▸ What you have to do:
Give only the number of lines in the records below that contain the string "wall". Case counts.

▸ Supplied material:
----
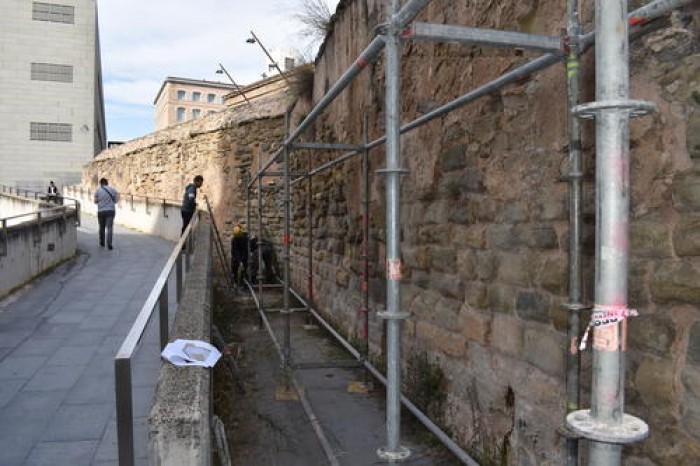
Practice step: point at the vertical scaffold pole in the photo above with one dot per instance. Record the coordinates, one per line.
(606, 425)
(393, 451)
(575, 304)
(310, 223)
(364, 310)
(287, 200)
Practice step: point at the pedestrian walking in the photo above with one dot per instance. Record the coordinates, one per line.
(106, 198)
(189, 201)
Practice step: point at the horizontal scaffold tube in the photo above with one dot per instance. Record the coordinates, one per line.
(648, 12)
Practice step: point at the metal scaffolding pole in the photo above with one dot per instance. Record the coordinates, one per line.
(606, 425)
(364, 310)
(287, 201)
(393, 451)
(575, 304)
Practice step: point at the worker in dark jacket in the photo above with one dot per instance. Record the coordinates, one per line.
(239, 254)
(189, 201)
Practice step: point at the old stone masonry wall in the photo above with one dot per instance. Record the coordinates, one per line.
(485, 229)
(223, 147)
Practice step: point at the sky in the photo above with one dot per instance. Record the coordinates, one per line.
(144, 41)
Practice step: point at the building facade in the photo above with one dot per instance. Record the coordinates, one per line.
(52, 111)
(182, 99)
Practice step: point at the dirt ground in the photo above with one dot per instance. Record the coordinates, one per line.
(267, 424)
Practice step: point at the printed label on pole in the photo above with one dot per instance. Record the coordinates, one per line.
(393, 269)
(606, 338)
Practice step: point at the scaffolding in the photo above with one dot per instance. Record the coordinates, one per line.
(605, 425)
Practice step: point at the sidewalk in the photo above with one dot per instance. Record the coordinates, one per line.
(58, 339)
----
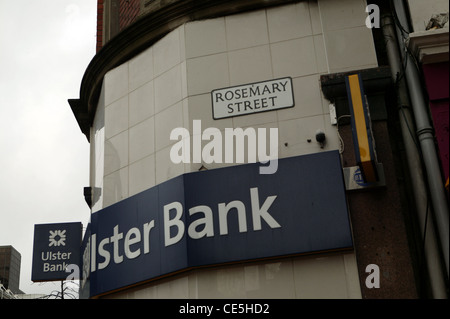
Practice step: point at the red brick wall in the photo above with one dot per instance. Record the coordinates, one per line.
----
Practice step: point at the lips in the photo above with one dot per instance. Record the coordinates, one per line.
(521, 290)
----
▸ Exercise solution:
2